**What you have to do:** Repeat exactly, and only, the lines below starting at the line that contains "Target: latte art foam" and ending at the line that contains "Target: green rose hip berry", inclusive of both.
[[ Input for this task open ]]
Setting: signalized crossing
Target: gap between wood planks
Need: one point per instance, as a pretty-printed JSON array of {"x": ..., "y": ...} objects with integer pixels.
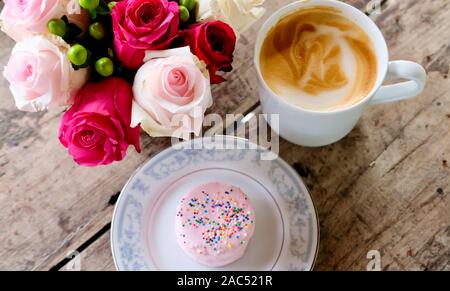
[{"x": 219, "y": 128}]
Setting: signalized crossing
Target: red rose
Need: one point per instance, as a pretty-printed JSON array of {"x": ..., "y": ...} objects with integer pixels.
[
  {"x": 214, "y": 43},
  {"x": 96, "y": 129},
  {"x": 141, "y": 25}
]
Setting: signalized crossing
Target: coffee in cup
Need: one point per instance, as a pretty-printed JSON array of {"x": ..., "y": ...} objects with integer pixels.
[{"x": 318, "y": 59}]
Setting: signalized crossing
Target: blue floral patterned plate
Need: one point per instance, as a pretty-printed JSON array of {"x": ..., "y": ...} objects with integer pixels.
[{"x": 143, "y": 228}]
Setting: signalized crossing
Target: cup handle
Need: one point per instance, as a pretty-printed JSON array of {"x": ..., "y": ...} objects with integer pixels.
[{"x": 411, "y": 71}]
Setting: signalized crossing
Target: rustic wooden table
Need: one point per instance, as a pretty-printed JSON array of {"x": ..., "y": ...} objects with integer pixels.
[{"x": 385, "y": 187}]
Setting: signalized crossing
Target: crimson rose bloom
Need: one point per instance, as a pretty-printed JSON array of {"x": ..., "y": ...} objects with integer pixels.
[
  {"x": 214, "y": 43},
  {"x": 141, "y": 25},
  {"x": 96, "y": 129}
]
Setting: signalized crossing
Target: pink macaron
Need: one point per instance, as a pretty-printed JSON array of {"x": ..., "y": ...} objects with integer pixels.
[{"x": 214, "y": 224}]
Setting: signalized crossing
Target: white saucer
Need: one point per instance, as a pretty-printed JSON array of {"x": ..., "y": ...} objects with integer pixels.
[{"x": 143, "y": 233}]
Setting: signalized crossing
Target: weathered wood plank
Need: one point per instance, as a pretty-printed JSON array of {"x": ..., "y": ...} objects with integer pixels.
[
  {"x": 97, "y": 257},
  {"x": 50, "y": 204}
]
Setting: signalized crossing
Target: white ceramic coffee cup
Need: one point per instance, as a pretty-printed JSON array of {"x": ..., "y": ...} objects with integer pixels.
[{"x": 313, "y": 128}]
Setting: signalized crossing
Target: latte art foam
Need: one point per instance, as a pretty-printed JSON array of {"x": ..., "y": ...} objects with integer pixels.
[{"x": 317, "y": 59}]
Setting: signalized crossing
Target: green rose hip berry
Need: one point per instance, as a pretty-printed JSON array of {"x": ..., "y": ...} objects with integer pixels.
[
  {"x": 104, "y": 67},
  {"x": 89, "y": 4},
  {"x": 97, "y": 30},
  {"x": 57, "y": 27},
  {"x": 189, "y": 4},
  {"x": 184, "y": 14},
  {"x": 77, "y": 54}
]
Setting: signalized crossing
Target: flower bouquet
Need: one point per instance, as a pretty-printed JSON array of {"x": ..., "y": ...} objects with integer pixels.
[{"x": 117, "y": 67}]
[[ Input for this task closed ]]
[[ Input for this task open ]]
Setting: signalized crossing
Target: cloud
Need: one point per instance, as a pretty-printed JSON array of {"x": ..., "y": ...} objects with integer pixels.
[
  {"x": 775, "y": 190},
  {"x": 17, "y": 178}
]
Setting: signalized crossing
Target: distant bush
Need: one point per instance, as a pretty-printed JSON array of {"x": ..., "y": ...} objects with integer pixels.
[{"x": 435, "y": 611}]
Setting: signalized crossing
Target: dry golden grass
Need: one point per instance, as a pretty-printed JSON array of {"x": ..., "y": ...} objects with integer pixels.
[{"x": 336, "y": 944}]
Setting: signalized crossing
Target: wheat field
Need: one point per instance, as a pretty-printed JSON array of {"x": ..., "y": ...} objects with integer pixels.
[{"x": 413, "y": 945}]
[[ Input for this task closed ]]
[[ Input for this task open ]]
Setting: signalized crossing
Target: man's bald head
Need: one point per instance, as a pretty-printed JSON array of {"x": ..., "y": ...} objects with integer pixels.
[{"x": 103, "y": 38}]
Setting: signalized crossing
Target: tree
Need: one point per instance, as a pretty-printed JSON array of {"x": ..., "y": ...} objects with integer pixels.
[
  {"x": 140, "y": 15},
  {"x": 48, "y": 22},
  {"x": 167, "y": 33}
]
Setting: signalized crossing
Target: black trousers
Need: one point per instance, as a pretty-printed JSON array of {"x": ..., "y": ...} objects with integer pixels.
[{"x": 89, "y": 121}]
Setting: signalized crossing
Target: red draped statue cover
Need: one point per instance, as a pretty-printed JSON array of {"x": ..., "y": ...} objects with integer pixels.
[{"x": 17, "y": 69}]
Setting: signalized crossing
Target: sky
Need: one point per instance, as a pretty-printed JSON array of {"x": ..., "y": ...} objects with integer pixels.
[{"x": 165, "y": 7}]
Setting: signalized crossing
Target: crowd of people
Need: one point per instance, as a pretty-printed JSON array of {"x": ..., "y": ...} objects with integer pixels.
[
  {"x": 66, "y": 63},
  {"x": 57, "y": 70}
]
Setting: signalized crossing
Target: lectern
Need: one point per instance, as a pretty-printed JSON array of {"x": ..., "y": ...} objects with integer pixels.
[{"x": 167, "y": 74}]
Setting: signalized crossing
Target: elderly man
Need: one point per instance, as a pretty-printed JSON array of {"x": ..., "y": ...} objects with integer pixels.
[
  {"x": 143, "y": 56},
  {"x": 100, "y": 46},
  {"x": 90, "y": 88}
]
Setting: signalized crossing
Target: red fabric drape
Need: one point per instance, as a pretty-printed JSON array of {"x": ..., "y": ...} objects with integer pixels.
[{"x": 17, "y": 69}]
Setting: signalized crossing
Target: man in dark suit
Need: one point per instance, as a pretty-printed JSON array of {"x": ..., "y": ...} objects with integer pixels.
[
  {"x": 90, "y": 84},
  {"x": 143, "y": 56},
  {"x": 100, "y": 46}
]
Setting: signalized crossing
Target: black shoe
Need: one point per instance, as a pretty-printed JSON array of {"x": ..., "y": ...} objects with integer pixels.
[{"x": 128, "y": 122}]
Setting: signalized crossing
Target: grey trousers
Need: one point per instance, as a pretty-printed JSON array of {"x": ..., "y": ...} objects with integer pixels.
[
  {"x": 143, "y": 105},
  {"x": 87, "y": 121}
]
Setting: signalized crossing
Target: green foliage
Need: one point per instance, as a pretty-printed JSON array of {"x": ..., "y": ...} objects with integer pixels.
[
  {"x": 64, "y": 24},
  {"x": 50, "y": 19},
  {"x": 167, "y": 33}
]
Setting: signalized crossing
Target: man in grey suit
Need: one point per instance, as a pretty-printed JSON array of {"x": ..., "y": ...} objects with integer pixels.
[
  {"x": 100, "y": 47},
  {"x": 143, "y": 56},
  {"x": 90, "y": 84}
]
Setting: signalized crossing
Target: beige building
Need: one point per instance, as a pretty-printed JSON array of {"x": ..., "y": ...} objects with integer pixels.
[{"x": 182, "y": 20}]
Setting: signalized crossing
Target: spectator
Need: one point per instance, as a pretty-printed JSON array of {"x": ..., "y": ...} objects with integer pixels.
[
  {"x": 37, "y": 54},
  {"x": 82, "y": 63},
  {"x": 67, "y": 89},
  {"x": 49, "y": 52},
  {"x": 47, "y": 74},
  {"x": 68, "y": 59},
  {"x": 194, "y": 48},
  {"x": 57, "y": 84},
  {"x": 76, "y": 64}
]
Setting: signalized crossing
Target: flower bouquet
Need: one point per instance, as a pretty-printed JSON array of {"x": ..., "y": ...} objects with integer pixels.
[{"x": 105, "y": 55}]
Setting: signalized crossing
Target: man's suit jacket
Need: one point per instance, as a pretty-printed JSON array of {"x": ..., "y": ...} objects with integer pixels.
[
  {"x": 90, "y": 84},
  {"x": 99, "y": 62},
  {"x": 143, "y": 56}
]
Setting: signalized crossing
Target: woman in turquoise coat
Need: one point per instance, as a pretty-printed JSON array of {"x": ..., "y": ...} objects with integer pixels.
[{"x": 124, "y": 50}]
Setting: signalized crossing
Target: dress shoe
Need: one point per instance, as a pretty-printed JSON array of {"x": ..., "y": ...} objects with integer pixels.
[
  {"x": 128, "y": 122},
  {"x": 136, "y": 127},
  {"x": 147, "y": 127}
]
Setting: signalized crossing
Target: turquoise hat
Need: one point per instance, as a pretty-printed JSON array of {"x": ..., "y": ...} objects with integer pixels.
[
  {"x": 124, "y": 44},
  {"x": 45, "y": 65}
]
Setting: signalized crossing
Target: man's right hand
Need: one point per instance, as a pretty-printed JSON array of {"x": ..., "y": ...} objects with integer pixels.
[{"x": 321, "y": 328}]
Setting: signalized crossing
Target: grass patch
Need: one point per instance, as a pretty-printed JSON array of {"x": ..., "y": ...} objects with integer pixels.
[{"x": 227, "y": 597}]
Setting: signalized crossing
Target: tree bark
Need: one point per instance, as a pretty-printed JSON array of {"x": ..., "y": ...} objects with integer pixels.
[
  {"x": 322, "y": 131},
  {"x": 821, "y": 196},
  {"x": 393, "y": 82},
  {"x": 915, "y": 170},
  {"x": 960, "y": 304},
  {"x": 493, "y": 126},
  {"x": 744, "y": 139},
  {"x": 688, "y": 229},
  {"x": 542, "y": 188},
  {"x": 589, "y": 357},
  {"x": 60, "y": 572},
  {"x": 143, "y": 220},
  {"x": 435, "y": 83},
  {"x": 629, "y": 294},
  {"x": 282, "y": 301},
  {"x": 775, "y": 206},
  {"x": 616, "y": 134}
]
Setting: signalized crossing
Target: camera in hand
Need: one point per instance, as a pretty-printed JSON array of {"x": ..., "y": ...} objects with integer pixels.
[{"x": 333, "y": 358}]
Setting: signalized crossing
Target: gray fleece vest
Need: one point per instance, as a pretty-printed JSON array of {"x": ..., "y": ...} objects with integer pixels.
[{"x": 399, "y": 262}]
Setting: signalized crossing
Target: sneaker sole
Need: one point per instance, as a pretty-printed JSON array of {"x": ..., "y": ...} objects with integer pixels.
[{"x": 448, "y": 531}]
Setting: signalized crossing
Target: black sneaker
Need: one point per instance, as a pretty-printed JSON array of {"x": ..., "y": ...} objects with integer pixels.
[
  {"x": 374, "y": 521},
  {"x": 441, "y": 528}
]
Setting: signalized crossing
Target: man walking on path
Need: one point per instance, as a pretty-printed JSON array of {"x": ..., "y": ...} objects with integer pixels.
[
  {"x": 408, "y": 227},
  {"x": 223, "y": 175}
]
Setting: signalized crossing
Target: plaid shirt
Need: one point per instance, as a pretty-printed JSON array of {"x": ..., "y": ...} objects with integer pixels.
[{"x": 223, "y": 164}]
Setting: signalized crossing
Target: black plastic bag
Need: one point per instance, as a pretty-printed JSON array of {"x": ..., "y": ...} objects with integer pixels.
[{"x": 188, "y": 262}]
[[ Input for this task closed ]]
**The answer:**
Target: latte art foam
Need: one point per instance, as a pretty-printed JSON array of {"x": ..., "y": ...} objects with integer pixels.
[{"x": 317, "y": 59}]
Setting: signalized crossing
Target: green rose hip berry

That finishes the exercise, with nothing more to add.